━━ Text to read

Consider the following two types of multiplication (Please, Read the whole question):
$$ \begin{bmatrix} a & x & c \\ d & e & f \\ \end{bmatrix}. \begin{bmatrix} g\\ h\\i \end{bmatrix} $$


$$ \begin{bmatrix} a & x \\ d & e \\ f & g \end{bmatrix}. \begin{bmatrix} g\\ h \end{bmatrix} $$

Now, there's a rule in linear algebra that states:
"$T$ maps $\mathbb{R}^n$ onto $\mathbb{R}^m$ iff the columns of $A$ span $\mathbb{R}^m$"

Given the rule, the former matrix multiplication we see the fact that the multiplication results in the transformation of a three dimensional vector into two dimensions.

But, how is this possible, when the columns of the transformation matrix does not span $\mathbb{R}$ because the matrix is linearly dependent??

Similarly, the columns of the transformation matrix of the second multiplication is also not spanning $\mathbb{R}^3$ yet the vector of $\mathbb{R}^n$ with $n=2$ is being transformed to $\mathbb{R}^3$. How?

  • $\begingroup$ In your “rule”, replace “to” by “onto”. Then it’s correct. $\endgroup$ – Chris Godsil Feb 24 '18 at 17:05

In the first case your matrix is $A\in \mathbb{R}^{2\times 3}$ and the induced homomorphism is $$f_A:\mathbb{R}^3\to \mathbb{R}^2, \quad f_A(x)=Ax$$

The columns of $A$ are never linearly independent, only $2$ can be since they are in $\mathbb{R}^2$. If two columns are, a $2$ dimensional subspace of $\mathbb{R}^3$ is being mapped onto $\mathbb{R}^2$ and one dimension is "lost information". The vectors "lost" are being mappend into $(0,0)^T$, which is called the kernel of $f_A$ or $A$.

━━━━

• [Requirement A] Turn the point-localization records below into a two-column CSV with the columns "prompt" and "points". Give one row per record, with the record's full text in the first field and its answer in the second. Put each field in quotes and replace every line break with a space.

━━ Data provided

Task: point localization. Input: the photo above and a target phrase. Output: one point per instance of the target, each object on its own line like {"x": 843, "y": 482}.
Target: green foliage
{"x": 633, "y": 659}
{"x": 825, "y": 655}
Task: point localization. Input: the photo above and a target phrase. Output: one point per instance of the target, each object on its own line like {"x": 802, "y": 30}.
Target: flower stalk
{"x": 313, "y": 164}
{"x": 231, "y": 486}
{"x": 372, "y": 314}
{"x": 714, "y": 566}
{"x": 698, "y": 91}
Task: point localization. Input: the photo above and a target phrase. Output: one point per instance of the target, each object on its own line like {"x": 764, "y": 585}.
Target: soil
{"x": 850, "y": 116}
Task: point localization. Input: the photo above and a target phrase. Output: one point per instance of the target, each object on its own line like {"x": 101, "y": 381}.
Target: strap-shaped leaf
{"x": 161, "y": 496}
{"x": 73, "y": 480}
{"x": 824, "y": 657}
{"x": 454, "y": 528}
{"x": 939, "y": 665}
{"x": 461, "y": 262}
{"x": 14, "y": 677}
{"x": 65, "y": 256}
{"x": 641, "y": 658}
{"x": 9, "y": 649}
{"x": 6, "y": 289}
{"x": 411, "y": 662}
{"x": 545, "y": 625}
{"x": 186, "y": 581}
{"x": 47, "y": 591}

━━━━

• [Requirement B] Rewrite everything in the linear algebra discussion from "In the first" down to "of $f_A$ or $A$.", switching "homomorphism" to "linear map" throughout.

• [Complete output A]
prompt,points
"Task: point localization. Input: the photo above and a target phrase. Output: one point per instance of the target, each object on its own line like {""x"": 843, ""y"": 482}. Target: green foliage","{""x"": 633, ""y"": 659} {""x"": 825, ""y"": 655}"
"Task: point localization. Input: the photo above and a target phrase. Output: one point per instance of the target, each object on its own line like {""x"": 802, ""y"": 30}. Target: flower stalk","{""x"": 313, ""y"": 164} {""x"": 231, ""y"": 486} {""x"": 372, ""y"": 314} {""x"": 714, ""y"": 566} {""x"": 698, ""y"": 91}"
"Task: point localization. Input: the photo above and a target phrase. Output: one point per instance of the target, each object on its own line like {""x"": 764, ""y"": 585}. Target: soil","{""x"": 850, ""y"": 116}"
"Task: point localization. Input: the photo above and a target phrase. Output: one point per instance of the target, each object on its own line like {""x"": 101, ""y"": 381}. Target: strap-shaped leaf","{""x"": 161, ""y"": 496} {""x"": 73, ""y"": 480} {""x"": 824, ""y"": 657} {""x"": 454, ""y"": 528} {""x"": 939, ""y"": 665} {""x"": 461, ""y"": 262} {""x"": 14, ""y"": 677} {""x"": 65, ""y"": 256} {""x"": 641, ""y"": 658} {""x"": 9, ""y"": 649} {""x"": 6, ""y"": 289} {""x"": 411, ""y"": 662} {""x"": 545, ""y"": 625} {""x"": 186, ""y"": 581} {""x"": 47, ""y"": 591}"

• [Complete output B]
In the first case your matrix is $A\in \mathbb{R}^{2\times 3}$ and the induced linear map is $$f_A:\mathbb{R}^3\to \mathbb{R}^2, \quad f_A(x)=Ax$$

The columns of $A$ are never linearly independent, only $2$ can be since they are in $\mathbb{R}^2$. If two columns are, a $2$ dimensional subspace of $\mathbb{R}^3$ is being mapped onto $\mathbb{R}^2$ and one dimension is "lost information". The vectors "lost" are being mappend into $(0,0)^T$, which is called the kernel of $f_A$ or $A$.